EXERCISE PROMPT —
Set all the entries down again, unaltered.

TASK DATA —
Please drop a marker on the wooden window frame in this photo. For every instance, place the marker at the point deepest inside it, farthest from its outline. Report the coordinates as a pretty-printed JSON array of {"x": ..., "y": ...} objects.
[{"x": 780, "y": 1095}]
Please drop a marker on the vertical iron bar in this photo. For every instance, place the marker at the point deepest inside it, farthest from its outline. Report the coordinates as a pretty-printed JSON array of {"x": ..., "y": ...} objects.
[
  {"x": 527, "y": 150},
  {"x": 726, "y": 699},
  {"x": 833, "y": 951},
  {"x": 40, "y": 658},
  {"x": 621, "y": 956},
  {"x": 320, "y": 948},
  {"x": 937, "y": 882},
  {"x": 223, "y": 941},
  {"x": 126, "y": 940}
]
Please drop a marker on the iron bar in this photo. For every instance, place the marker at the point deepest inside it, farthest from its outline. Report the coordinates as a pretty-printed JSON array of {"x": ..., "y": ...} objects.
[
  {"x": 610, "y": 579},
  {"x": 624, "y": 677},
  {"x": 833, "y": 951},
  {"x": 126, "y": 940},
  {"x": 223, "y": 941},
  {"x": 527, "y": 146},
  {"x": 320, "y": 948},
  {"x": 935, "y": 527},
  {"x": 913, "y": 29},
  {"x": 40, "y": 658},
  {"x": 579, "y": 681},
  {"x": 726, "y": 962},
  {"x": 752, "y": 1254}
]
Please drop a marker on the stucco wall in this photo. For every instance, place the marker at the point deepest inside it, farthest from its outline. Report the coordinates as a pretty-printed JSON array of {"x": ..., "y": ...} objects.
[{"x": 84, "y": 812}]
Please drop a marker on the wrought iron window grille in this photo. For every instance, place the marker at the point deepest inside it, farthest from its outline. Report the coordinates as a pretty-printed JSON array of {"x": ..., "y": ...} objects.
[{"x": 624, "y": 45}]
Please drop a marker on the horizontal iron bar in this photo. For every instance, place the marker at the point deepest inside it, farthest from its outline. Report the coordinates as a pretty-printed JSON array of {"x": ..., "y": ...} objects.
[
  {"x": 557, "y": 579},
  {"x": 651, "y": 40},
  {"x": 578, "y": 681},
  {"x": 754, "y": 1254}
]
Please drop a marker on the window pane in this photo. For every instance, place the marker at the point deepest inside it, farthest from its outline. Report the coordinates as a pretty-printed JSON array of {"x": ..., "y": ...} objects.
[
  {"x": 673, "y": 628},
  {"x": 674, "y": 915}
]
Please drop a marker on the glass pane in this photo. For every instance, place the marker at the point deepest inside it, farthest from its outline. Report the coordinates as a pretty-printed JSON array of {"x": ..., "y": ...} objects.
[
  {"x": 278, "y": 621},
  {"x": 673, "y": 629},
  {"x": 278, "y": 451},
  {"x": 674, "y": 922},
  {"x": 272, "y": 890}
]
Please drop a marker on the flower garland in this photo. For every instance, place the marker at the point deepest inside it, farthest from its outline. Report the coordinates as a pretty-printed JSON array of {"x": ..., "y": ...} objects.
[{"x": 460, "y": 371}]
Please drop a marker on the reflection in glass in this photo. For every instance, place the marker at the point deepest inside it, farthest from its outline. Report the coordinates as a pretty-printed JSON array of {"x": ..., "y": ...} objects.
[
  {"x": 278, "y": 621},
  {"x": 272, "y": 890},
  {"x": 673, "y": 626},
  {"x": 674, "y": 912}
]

COMPLETED TASK —
Please drop a marker on the wooden window frame in this photo. For every instance, place the marker at the point deepest inside it, farthest from its outline. Report the coordinates as a pretty-printed JSON array of {"x": ..., "y": ...} objects.
[{"x": 780, "y": 1095}]
Please drop a marker on the vertical iron bar in this photo. For every instance, place the marker at the point deepest inside it, farthest from its outline. Report the coordinates as a pretty-printed JSON array of {"x": ..., "y": ...} objects.
[
  {"x": 527, "y": 150},
  {"x": 726, "y": 699},
  {"x": 833, "y": 951},
  {"x": 40, "y": 658},
  {"x": 621, "y": 956},
  {"x": 320, "y": 948},
  {"x": 937, "y": 882},
  {"x": 223, "y": 941},
  {"x": 126, "y": 940}
]
Please drop a marker on the iron bar in this photo. For every instance, place the marker at the point deepest inside it, farthest from its outline. Report the coordinates as a pretty-printed JSON array of {"x": ..., "y": ...} objects.
[
  {"x": 610, "y": 579},
  {"x": 624, "y": 677},
  {"x": 833, "y": 951},
  {"x": 126, "y": 940},
  {"x": 223, "y": 941},
  {"x": 527, "y": 146},
  {"x": 320, "y": 948},
  {"x": 935, "y": 527},
  {"x": 913, "y": 29},
  {"x": 40, "y": 658},
  {"x": 579, "y": 681},
  {"x": 726, "y": 962},
  {"x": 752, "y": 1254}
]
Please drop a marker on the stucco wall in this photo. For every instance, place the marker at the point deepest inside it, farthest from its outline. Report the coordinates as a pretty-printed JSON array of {"x": ..., "y": ...} objects.
[{"x": 84, "y": 812}]
Please drop a marker on the wrought iron window grille in this photo. For every instance, place the marker at the point deepest inside it, farthest from its outline. Report the coordinates as a pretty-printed JSON array of {"x": ..., "y": ...} objects.
[{"x": 624, "y": 45}]
Please drop a marker on the horizontal iron bar in this photo. For every instance, place the marker at the point deepest inside it, farthest from its outline. Report the coordinates as a pretty-printed JSON array of {"x": ..., "y": ...} objects.
[
  {"x": 557, "y": 579},
  {"x": 651, "y": 40},
  {"x": 578, "y": 681},
  {"x": 754, "y": 1254}
]
Please drop a marker on the window pane in this photo. For every instance, place the marker at the point deepest inside it, farthest from its outline. Report the coordinates as a pretty-printed JSON array of {"x": ..., "y": ...} objects.
[
  {"x": 673, "y": 628},
  {"x": 674, "y": 915}
]
Please drop a marker on the glass pane in this photo. For every instance, place the marker at the point deepest inside it, farthest from its outline. Report the coordinates as a pretty-printed JSON array of {"x": ..., "y": ...} objects.
[
  {"x": 278, "y": 621},
  {"x": 673, "y": 629},
  {"x": 278, "y": 451},
  {"x": 674, "y": 922},
  {"x": 272, "y": 890}
]
Please drop a marker on the flower garland in this photo. For every instance, place the marker at the point deepest inside it, farthest from its outline. Report the coordinates as a pretty-printed JSON array of {"x": ..., "y": ...} objects.
[{"x": 460, "y": 371}]
Please drop a marker on the reflection in glass in this photo. For every instance, place the marker at the point deepest inside it, farthest from its outline. Report the coordinates as a pretty-printed JSON array of {"x": ..., "y": ...} objects.
[
  {"x": 278, "y": 621},
  {"x": 272, "y": 890},
  {"x": 673, "y": 626},
  {"x": 674, "y": 912}
]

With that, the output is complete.